** Task directions **
Everything from the line containing "Indicate the seated" through the last line of the records must be returned verbatim, and nothing outside that range.

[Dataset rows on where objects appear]
***
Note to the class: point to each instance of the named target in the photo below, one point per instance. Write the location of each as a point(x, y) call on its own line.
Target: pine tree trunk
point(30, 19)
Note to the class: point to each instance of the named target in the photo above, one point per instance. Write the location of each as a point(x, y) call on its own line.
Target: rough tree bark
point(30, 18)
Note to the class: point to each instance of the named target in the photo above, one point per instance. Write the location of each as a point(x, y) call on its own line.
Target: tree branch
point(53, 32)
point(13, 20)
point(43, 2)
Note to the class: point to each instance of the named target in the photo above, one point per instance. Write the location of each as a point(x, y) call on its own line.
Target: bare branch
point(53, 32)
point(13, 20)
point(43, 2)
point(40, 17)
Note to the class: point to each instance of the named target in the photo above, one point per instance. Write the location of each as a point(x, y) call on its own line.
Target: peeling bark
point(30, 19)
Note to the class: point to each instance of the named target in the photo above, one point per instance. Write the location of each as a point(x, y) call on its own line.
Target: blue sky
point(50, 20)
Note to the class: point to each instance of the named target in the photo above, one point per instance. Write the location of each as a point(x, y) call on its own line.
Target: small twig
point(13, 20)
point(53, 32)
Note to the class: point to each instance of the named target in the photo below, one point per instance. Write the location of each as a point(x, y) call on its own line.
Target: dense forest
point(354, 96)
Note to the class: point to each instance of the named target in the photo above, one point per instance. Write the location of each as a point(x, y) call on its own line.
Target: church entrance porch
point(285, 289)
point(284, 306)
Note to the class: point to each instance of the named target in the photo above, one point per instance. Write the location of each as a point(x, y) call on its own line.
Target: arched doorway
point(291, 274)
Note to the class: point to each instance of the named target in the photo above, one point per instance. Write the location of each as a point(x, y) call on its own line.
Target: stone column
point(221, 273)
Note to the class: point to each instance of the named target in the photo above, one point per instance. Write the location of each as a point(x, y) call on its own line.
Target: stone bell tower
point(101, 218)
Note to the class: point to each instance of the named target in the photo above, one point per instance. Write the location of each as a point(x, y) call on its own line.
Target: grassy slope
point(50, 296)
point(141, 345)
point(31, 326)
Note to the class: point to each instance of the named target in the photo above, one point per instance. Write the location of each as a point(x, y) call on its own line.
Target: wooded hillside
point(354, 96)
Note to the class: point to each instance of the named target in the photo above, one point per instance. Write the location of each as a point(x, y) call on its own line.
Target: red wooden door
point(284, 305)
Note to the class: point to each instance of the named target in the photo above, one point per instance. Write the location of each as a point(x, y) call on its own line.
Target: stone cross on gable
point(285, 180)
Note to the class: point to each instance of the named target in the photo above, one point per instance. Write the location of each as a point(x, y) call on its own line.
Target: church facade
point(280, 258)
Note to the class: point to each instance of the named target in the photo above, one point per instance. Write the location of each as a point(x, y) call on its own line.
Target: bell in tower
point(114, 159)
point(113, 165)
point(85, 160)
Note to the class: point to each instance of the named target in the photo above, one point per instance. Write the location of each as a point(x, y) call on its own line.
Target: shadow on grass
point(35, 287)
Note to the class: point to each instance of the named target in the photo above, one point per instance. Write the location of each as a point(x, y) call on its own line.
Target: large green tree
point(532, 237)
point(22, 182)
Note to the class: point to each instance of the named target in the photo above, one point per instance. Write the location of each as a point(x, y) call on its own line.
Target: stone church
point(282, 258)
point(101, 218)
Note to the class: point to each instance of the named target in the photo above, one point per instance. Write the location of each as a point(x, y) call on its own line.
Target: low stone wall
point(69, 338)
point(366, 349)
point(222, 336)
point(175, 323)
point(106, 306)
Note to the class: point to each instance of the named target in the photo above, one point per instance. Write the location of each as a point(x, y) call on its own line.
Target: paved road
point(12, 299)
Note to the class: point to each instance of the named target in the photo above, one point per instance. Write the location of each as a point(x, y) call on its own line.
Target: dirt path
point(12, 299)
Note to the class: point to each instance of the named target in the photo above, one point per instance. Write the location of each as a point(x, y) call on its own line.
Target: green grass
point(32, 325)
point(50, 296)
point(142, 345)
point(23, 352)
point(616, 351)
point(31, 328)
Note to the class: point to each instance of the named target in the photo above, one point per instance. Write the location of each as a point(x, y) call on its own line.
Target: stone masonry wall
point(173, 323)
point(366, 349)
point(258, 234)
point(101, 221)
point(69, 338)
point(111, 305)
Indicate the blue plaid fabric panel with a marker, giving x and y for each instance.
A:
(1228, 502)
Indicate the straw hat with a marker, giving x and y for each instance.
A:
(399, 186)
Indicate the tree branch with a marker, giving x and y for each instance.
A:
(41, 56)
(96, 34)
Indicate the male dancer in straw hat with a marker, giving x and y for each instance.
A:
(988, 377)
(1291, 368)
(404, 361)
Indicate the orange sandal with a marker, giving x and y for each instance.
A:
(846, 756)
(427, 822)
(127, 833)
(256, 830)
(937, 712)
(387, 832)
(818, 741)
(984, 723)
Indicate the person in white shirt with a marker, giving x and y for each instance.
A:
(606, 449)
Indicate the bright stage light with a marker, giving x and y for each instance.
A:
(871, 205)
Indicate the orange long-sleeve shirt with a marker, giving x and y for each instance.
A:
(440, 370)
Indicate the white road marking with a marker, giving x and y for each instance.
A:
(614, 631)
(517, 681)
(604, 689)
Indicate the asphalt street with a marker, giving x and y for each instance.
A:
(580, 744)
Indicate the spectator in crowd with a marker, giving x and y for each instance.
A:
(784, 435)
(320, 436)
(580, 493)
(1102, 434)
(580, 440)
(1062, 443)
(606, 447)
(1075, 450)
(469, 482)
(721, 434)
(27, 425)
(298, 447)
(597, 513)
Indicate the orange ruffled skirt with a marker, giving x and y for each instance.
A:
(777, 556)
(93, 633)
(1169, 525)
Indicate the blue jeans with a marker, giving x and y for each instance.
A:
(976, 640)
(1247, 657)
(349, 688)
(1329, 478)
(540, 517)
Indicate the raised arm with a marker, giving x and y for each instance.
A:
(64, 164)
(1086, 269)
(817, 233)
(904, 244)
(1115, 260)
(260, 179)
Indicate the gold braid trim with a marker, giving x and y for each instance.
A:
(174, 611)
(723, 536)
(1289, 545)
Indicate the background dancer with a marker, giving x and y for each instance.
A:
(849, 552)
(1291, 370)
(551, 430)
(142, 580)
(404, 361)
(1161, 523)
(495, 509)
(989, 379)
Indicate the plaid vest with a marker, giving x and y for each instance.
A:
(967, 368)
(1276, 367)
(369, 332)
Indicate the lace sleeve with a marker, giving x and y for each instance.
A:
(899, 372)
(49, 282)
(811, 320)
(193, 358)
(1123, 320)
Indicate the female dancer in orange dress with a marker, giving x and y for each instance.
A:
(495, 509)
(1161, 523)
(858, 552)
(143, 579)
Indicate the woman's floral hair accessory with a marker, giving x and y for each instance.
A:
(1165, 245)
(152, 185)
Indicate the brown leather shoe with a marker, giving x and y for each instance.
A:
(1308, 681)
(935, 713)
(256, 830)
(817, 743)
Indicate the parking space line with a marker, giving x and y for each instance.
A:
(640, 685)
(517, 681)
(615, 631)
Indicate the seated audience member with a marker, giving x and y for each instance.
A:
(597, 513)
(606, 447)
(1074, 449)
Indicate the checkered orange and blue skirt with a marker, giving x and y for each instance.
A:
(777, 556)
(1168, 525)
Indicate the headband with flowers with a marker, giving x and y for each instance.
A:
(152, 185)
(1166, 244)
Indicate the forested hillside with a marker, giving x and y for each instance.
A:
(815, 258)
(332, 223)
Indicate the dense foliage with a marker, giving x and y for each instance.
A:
***
** The answer **
Indicate the seated audience member with a marker, giving x and y for each instance.
A:
(597, 513)
(606, 447)
(1074, 449)
Indicate the checkered orange and blue skirt with a marker, giving x and y for each instance.
A:
(777, 556)
(1168, 525)
Indicate the headband with flowers with a marker, giving x and y for each instance.
A:
(152, 185)
(1166, 244)
Indicate the forested hillside with a marker, giving x and y for each instance.
A:
(815, 258)
(332, 223)
Indicate the dense foliage with a marker, giving x and y for each instance.
A:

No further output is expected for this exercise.